EXTRACTED TEXT =
○ ○ ○ ○ ○ ○ ○

A B.C. FILMMAKER'S searing portrayal of the human cost of drug
addiction and the political efforts behind opening up North America's
first safe injection site is coming to Terrace.

And so is one of the major players who helped lay the foundation to
making it a reality - former Vancouver city mayor Philip Owen.

He'll be speaking at a local screening of Fix: The Story of An Addicted
City, playing one night only later this month as a fundraising event for
Ksan House Society. Fix follows the intersecting stories of the
personalities who are at the heart of the intravenous drug controversy in
Vancouver.

Filmmaker Nettie Wild - best known for exploring the indigenous
Zapatista uprising in southern Mexico in A Place Called Chiapas -
followed her subjects in Canada's poorest zip code for two years, as
they battled city hall.

There's Dean Wilson, a former IBM computer salesman who struggles with
a three-decade long habit. He becomes one of the city's strongest
advocates for the rights of drug users.

Single mom Ann Livingston, a non-user motivated by her Christian
values, joins forces with Wilson to lead a team of addicts in the
fight to open up North America's first safe injection site in Vancouver.

They find a surprising but welcome ally in mayor Owen, a conservative
politician who puts his career on the line as he champions an
enlightened approach to one of his city's most frustrating - and heart
breaking - social problems.

Owen drafted the four-pillar approach of harm reduction, a role that
nearly divided city council - and later saw him ousted by his own,
business-friendly party, the NPA. (He was succeeded in the next civic
election by city coroner Larry Campbell, who also supported the harm
reduction model.)

There's growing awareness worldwide that drug addiction is really more
of a health issue than a criminal one.

Providing safe injection sites where people are supervised is viewed
as an important step in getting addicts into treatment programs.

Observers are watching Vancouver's experience with interest. What
works there may be exported elsewhere - because the drug problem
plaguing the Eastside is found in every community in the country,
including our own.

○ ○ ○ ○ ○ ○ ○

Collected data entries:
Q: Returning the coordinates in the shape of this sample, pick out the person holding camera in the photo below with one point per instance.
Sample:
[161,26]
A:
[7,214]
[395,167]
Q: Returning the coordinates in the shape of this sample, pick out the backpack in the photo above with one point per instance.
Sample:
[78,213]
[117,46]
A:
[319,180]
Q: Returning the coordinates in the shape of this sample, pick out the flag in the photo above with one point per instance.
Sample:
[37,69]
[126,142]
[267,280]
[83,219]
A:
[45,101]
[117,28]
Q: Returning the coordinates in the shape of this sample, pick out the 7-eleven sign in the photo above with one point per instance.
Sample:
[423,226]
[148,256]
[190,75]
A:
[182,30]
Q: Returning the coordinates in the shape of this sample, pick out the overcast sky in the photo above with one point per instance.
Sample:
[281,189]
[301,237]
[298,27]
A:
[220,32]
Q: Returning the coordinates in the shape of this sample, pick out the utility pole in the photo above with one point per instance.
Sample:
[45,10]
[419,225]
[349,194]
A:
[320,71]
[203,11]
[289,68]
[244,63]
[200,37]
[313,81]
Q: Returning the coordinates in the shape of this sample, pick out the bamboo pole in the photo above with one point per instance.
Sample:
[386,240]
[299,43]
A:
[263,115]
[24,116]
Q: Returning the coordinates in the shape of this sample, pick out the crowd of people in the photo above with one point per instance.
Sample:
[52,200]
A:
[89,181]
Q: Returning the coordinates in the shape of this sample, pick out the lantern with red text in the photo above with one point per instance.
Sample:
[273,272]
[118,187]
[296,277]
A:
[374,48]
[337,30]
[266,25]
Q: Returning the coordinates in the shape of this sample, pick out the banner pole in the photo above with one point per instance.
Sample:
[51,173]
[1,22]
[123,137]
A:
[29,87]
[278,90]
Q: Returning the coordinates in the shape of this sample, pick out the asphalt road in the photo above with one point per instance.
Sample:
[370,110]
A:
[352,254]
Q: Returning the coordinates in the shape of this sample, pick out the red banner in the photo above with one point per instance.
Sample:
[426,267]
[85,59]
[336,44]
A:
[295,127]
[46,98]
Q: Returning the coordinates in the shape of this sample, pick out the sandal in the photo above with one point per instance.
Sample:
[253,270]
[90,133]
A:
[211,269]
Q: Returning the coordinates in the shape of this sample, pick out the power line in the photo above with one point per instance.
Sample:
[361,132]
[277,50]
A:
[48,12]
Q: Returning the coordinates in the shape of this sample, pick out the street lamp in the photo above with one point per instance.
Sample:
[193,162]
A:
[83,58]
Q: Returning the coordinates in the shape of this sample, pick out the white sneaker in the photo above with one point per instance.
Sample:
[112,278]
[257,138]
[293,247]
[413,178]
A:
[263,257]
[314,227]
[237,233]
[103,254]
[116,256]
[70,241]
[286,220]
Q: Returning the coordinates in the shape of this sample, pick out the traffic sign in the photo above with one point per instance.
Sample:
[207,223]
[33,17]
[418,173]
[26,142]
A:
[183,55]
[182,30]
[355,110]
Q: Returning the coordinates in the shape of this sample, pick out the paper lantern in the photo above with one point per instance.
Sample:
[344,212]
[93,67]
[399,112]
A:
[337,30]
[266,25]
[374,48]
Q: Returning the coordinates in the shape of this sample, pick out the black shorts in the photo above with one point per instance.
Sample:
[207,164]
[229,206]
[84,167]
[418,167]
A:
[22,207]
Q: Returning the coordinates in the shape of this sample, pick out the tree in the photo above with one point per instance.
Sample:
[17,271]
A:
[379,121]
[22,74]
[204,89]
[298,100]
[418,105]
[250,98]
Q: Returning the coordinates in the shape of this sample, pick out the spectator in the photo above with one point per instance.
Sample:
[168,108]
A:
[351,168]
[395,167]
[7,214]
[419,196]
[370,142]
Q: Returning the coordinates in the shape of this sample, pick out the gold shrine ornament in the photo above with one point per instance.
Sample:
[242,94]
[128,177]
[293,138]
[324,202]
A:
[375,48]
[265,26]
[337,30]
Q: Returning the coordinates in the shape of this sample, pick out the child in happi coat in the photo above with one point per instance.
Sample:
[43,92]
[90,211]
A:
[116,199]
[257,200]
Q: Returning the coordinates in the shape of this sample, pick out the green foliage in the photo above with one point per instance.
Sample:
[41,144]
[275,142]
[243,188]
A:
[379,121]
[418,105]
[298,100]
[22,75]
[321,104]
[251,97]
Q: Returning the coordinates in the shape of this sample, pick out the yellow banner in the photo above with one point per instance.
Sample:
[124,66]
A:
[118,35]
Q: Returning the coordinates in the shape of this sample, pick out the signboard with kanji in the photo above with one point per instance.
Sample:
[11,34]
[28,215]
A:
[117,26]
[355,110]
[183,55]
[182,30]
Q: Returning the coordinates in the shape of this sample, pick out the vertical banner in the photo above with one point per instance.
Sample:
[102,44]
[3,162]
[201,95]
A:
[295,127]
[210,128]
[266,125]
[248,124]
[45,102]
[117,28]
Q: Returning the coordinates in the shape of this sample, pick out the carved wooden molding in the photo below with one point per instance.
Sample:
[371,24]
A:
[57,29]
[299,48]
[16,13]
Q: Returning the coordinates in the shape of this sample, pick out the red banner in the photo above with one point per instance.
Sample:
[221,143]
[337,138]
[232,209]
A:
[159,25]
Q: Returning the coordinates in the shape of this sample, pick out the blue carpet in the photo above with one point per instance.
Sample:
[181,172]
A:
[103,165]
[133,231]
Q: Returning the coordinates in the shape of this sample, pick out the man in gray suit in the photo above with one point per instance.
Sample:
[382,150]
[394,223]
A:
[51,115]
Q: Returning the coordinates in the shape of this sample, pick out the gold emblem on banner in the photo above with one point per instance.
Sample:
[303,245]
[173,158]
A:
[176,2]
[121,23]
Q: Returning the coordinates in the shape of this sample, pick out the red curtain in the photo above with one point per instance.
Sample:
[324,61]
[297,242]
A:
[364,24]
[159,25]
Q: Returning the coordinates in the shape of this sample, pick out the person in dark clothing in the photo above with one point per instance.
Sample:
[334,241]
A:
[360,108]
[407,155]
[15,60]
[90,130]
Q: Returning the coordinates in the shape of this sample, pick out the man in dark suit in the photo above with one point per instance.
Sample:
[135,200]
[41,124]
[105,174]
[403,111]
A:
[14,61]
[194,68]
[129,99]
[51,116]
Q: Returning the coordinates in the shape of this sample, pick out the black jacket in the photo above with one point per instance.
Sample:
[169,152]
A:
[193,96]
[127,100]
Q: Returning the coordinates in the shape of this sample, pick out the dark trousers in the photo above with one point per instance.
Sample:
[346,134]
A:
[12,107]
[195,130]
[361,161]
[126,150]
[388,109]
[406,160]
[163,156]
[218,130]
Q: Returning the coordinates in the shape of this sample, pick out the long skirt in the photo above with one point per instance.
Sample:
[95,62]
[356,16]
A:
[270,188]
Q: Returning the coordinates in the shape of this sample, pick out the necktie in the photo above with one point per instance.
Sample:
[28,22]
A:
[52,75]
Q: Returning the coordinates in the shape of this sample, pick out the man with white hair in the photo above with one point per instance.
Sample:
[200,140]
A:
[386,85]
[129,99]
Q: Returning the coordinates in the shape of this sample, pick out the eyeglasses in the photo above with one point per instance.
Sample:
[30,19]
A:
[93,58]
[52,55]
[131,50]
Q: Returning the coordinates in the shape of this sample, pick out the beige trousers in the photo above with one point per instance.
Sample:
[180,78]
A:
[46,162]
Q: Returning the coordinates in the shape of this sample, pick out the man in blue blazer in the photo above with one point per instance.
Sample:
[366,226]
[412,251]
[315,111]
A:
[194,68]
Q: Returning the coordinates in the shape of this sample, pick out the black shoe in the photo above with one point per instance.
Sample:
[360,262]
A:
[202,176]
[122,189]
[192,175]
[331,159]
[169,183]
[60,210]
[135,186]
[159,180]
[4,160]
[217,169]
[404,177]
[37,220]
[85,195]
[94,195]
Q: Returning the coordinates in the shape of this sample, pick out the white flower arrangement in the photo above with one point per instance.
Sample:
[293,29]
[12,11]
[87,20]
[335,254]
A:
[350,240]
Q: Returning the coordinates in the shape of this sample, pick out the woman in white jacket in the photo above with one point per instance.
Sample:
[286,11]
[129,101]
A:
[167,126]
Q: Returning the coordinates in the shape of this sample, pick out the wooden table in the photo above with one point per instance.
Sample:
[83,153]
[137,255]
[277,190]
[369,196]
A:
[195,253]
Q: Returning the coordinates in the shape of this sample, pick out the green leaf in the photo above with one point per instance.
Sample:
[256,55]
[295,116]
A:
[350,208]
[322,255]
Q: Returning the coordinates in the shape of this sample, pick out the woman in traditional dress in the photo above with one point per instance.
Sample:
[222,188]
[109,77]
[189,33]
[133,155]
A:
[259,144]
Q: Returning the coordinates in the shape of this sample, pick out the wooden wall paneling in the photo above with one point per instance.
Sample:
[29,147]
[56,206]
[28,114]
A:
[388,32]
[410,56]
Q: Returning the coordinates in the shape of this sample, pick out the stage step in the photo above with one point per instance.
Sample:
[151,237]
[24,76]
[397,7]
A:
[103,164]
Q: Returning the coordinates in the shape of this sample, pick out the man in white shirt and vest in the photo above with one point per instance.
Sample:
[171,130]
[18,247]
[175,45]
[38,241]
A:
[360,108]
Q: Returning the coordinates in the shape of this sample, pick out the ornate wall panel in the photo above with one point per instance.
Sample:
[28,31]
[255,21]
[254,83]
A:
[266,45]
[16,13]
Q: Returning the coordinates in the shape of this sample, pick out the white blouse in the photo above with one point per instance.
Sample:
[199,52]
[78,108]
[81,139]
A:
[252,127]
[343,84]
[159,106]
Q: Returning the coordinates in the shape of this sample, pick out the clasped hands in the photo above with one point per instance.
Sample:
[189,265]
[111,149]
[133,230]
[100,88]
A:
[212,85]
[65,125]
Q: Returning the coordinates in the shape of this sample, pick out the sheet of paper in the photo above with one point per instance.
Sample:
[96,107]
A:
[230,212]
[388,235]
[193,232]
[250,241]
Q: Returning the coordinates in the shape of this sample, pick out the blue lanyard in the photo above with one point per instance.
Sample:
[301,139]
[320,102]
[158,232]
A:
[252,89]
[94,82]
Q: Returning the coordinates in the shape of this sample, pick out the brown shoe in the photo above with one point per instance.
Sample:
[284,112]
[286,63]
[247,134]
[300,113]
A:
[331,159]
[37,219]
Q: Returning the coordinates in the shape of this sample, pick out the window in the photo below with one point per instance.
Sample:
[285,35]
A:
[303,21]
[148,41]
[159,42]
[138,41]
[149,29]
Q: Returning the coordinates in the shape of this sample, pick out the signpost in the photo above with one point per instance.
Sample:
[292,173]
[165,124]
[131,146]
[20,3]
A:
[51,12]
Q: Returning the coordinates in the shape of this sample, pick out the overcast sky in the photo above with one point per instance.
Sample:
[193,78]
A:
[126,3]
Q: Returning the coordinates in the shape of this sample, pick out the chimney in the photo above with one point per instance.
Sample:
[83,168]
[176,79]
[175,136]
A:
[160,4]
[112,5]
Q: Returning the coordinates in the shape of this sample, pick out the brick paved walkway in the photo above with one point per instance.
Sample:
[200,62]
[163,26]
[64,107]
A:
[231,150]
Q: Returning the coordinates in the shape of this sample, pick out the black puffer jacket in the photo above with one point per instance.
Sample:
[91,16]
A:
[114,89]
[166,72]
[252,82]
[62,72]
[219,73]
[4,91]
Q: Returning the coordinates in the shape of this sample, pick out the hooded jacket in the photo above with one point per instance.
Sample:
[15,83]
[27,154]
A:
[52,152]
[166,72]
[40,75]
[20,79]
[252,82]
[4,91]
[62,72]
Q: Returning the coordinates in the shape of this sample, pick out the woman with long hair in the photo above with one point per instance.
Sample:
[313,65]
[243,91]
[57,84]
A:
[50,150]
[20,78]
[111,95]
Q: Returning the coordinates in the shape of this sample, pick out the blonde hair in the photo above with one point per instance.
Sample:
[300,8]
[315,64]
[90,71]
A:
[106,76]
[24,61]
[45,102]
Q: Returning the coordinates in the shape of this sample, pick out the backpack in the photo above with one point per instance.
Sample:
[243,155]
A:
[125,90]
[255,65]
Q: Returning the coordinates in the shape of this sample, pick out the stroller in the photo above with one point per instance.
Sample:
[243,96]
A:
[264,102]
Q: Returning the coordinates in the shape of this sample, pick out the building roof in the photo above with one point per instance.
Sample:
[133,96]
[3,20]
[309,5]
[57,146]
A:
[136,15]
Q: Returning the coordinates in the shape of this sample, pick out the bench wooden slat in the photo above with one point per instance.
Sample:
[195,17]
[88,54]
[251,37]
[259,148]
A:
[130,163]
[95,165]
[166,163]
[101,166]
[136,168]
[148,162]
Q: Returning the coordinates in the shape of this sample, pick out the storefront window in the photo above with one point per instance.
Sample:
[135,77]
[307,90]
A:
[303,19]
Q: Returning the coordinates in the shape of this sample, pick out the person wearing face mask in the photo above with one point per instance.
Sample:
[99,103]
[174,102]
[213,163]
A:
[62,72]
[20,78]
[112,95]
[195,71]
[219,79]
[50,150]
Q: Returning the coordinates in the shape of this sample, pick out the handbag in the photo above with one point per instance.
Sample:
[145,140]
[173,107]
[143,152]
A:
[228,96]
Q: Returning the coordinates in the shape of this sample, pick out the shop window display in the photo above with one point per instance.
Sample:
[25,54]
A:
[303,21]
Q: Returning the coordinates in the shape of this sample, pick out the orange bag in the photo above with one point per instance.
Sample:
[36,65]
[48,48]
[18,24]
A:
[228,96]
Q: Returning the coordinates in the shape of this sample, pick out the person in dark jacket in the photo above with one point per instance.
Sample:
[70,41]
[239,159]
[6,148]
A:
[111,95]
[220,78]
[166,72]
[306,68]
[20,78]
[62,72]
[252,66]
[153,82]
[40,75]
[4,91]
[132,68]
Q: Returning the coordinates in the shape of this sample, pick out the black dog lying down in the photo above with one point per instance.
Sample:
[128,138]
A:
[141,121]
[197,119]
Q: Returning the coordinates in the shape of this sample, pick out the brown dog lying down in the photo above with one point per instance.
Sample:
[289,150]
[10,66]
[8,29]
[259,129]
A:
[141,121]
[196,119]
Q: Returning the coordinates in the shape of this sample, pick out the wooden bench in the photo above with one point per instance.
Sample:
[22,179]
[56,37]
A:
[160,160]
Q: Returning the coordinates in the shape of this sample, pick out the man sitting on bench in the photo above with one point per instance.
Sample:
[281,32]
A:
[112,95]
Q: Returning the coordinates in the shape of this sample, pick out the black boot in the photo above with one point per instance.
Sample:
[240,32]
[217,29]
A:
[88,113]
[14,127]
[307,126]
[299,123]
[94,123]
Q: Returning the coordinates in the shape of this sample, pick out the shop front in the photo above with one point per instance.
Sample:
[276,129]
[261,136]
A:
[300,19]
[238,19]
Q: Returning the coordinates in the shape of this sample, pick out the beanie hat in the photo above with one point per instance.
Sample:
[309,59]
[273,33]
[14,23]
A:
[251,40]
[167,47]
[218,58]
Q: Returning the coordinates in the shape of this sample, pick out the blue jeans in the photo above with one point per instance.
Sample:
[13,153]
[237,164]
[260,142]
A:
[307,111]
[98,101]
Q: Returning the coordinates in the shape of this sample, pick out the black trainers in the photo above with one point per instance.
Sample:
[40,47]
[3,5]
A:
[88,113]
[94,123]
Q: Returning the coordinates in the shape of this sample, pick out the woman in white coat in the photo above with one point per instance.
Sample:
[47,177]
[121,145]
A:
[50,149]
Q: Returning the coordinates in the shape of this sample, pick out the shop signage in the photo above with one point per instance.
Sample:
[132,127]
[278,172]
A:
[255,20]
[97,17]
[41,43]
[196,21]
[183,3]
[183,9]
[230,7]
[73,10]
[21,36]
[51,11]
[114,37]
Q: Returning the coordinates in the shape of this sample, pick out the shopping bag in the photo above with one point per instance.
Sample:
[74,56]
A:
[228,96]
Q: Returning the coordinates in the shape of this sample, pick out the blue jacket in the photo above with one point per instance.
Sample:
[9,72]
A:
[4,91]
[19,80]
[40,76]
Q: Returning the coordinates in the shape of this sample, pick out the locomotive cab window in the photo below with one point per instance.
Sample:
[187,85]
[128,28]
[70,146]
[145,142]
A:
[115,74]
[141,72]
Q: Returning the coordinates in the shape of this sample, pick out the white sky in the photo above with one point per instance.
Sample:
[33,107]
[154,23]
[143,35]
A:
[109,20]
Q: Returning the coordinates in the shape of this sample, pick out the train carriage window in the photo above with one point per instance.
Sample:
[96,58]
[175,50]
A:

○ ○ ○ ○ ○ ○ ○

TASK GOAL =
Please continue the article above about the Terrace screening of Fix, picking up after its last sentence.

ANSWER FOR THIS EXERCISE =
Fix paints a vivid portrait of the supporting characters in
Vancouver's story, too - although there's no question where Wild's
sympathies lie.

There's the cop whose beat intersects the corner of Main and Hastings,
Ground Zero in a city that lost some 1,200 residents between 1990 and
2000 to drug overdoses.

He comes across as a sympathetic figure who appears to be losing the
battle to keep law and order in the Downtown Eastside, where HIV
infection rates are soaring.

Local business owners, who have become understandingly frustrated by
the scale of the problem, don't want a safe injection site anywhere
near their neighbourhood, setting the stage for confrontation with the
increasingly organized drug lobby.

The movie always returns back to Dean and Ann, who provide the story
with an emotional core, welcoming the cameras into their personal
battles, as well as their political one.

Wild is a documentary filmmaker who specializes in examining political
movements seemingly taking place at the margins of society.

In 1993, she released Blockade, a documentary that looked at the clash
of cultures and agendas between loggers in Kitwanga and their Gitxsan
neighbours.

Fix is playing at the R.E.M. Lee Theatre Saturday, March 13, at 7:30
p.m. Proceeds support Ksan House Society's Terrace Transition House.

Owen will speak following the show, providing an opportunity for
people ask questions about the film - and discover what's happened
since its release.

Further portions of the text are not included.